▸ EXERCISE DESCRIPTION
Please reproduce the rows from the one containing "In the image above, find the white plaster" through the one containing "837;78;1024;142", swapping "white plaster strip" for "pale plaster band" and leaving everything else as it is.
____________________
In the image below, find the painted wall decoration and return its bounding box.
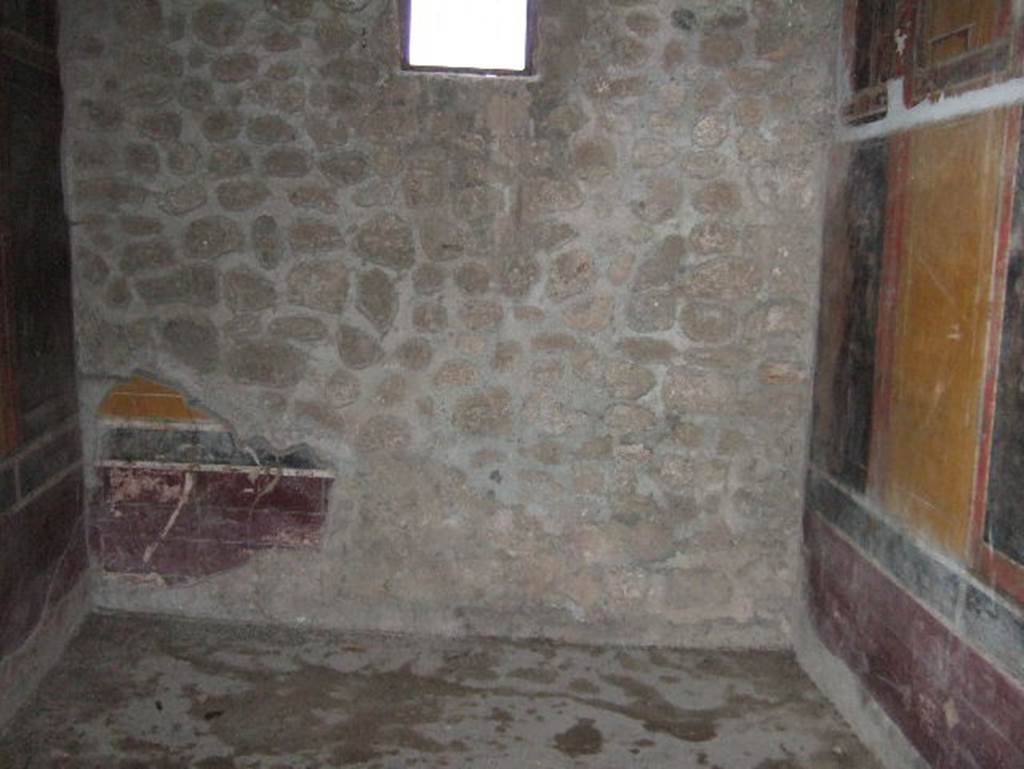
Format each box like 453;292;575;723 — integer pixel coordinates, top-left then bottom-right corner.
904;0;1020;106
811;141;889;492
843;0;910;124
843;0;1022;120
872;111;1009;558
89;377;334;582
811;110;1020;562
976;105;1024;602
804;106;1024;768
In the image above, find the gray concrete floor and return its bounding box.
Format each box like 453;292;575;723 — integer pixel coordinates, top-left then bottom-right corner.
0;615;879;769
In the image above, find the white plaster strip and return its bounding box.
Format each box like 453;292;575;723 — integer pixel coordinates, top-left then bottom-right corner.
837;78;1024;142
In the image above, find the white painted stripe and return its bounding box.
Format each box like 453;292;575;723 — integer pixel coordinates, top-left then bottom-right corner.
838;78;1024;142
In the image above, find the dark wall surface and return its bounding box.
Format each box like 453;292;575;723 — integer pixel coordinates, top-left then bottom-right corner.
0;2;87;720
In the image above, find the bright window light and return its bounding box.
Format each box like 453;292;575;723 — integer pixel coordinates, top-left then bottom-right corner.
409;0;528;72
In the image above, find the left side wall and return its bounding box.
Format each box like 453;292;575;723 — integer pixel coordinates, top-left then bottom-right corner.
0;0;88;727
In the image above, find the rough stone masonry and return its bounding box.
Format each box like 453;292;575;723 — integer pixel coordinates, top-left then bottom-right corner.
61;0;837;646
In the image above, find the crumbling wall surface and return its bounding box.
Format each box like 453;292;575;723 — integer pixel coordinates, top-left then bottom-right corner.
62;0;836;645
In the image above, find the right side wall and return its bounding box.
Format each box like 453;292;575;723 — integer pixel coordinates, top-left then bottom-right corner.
797;0;1024;769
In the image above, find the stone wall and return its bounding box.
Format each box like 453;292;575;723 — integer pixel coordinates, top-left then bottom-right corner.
62;0;837;645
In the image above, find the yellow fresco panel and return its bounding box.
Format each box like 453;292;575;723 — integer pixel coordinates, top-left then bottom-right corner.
884;111;1008;557
99;377;213;422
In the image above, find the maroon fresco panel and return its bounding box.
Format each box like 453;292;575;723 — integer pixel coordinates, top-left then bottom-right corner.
805;512;1024;769
90;467;331;578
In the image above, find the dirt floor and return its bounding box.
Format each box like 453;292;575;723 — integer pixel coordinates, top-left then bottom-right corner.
0;615;879;769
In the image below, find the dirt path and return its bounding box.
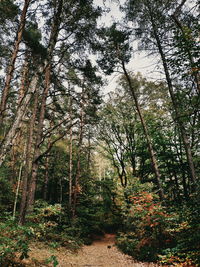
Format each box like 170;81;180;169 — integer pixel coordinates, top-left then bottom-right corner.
23;234;164;267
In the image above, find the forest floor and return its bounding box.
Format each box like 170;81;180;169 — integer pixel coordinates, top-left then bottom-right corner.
21;234;166;267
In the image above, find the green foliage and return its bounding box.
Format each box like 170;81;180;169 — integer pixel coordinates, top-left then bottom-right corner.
0;166;14;213
45;255;59;267
159;199;200;266
117;192;173;261
0;218;33;266
0;0;18;24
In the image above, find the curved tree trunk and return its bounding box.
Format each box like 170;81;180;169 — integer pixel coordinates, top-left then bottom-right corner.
0;0;30;126
122;61;164;200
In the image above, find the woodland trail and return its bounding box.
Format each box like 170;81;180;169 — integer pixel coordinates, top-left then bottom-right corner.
23;234;164;267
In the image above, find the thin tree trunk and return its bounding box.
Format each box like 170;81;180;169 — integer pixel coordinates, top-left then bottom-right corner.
72;97;84;218
43;142;50;200
122;61;164;200
0;0;30;126
0;74;38;166
19;89;39;224
152;21;196;183
69;98;73;211
27;0;63;214
13;143;26;219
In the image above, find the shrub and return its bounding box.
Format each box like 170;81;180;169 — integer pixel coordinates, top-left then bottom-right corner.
117;192;173;261
0;220;32;266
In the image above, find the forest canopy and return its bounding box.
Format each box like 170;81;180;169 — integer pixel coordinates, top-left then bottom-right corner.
0;0;200;266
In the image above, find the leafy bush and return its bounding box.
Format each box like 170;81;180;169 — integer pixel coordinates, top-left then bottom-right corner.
0;220;33;266
160;200;200;266
117;192;173;261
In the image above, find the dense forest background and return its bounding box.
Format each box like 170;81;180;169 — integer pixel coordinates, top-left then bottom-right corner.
0;0;200;266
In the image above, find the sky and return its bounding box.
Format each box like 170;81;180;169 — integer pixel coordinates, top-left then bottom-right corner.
94;0;163;93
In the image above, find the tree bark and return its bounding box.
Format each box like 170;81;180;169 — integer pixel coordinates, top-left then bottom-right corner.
27;0;63;214
69;98;73;211
0;74;38;166
0;0;30;126
151;17;196;183
19;89;39;225
72;95;84;218
122;60;164;200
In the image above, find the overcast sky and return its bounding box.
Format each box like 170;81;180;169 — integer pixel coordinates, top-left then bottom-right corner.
94;0;162;93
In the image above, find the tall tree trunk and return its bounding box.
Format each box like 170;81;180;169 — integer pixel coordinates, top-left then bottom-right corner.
122;61;164;200
72;97;84;218
0;74;38;166
19;89;39;224
69;98;73;211
151;17;196;183
171;0;200;93
27;0;63;214
43;138;51;200
0;0;30;127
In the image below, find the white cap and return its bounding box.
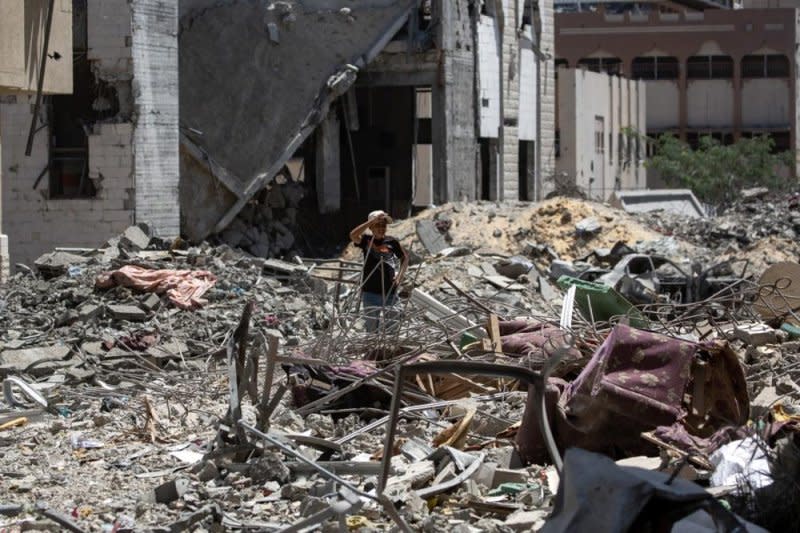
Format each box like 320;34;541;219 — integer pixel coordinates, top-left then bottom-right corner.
367;209;394;224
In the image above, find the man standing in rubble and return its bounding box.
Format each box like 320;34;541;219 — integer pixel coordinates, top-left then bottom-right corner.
350;210;408;333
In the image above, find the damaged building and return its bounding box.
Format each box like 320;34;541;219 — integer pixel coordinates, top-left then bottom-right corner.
180;0;554;255
0;0;555;278
555;0;800;181
0;0;179;280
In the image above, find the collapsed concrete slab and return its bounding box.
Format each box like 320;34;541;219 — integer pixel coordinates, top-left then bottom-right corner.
608;189;706;218
179;0;416;239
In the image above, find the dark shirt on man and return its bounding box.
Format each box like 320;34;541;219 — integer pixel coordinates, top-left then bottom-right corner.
356;235;405;297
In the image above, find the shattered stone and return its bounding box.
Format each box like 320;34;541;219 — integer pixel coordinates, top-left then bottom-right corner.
248;452;291;484
107;305;147;322
0;344;73;377
733;324;778;346
152;478;191;503
119;226;151;252
78;303;103;322
505;510;548;531
575;217;603;238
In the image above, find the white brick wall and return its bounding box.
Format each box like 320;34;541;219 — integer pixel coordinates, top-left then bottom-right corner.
537;0;556;198
478;15;500;139
0;94;133;269
503;0;522;200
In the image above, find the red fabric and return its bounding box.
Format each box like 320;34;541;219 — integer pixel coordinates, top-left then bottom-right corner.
95;265;217;309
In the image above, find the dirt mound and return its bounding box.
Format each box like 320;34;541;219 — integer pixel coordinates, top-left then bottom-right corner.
345;198;676;260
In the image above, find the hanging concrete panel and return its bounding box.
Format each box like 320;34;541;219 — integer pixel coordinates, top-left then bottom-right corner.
179;0;416;239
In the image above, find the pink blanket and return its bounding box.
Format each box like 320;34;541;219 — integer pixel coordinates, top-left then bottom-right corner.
95;265;217;309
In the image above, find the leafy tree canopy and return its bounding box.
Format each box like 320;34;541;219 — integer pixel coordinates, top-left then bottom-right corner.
646;134;795;206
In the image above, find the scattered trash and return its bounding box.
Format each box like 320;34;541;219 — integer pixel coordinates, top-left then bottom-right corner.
0;196;800;531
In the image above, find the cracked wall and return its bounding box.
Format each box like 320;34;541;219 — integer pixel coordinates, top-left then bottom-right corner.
179;0;410;239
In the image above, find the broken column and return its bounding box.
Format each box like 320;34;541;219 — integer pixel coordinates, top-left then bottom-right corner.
131;0;180;237
431;0;478;203
317;109;341;213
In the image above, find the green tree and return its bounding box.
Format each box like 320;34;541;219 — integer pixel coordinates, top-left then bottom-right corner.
646;134;795;206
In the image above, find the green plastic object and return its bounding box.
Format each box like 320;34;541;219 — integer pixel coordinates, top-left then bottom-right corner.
781;322;800;339
558;276;648;328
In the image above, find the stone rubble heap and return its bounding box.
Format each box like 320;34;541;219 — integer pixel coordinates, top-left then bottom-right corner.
0;193;800;533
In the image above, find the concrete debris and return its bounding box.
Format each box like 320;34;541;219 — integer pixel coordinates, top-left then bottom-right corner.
119;222;150;252
575;217;603;238
0;197;800;531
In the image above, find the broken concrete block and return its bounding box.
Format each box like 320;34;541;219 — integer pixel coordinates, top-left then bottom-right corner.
505;510;548;531
267;22;281;44
733;324;778;346
775;375;800;394
0;345;72;377
141;294;161;311
750;386;780;410
33;252;91;278
153;478;191;503
119;226;150;251
494;255;533;279
108;305;147;322
197;461;219;483
78;304;103;322
417;220;448;255
739;187;769;202
575;217;603;237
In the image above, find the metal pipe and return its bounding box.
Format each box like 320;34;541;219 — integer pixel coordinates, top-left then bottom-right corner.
378;361;562;493
25;0;55;157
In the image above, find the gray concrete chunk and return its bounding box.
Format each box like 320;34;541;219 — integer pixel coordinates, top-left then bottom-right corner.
0;344;71;376
108;305;147;322
119;226;150;251
417;220;448;254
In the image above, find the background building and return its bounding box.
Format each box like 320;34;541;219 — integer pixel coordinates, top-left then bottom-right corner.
556;9;798;181
556;68;647;197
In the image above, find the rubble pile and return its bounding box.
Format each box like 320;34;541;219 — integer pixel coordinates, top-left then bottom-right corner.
218;178;305;258
637;190;800;272
0;199;800;532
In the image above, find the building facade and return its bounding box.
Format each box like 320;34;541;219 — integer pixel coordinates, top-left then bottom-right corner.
0;0;555;272
0;0;179;274
556;68;647;201
556;8;800;177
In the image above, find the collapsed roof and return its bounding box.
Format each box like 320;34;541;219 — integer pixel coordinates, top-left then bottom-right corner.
____________________
▸ COMPLETE ANSWER
In the image above, find the pale plaster band and return its bounding box.
Format each box like 453;292;575;723 — integer pixel coordinates, top-left then bottom-right corner.
837;78;1024;142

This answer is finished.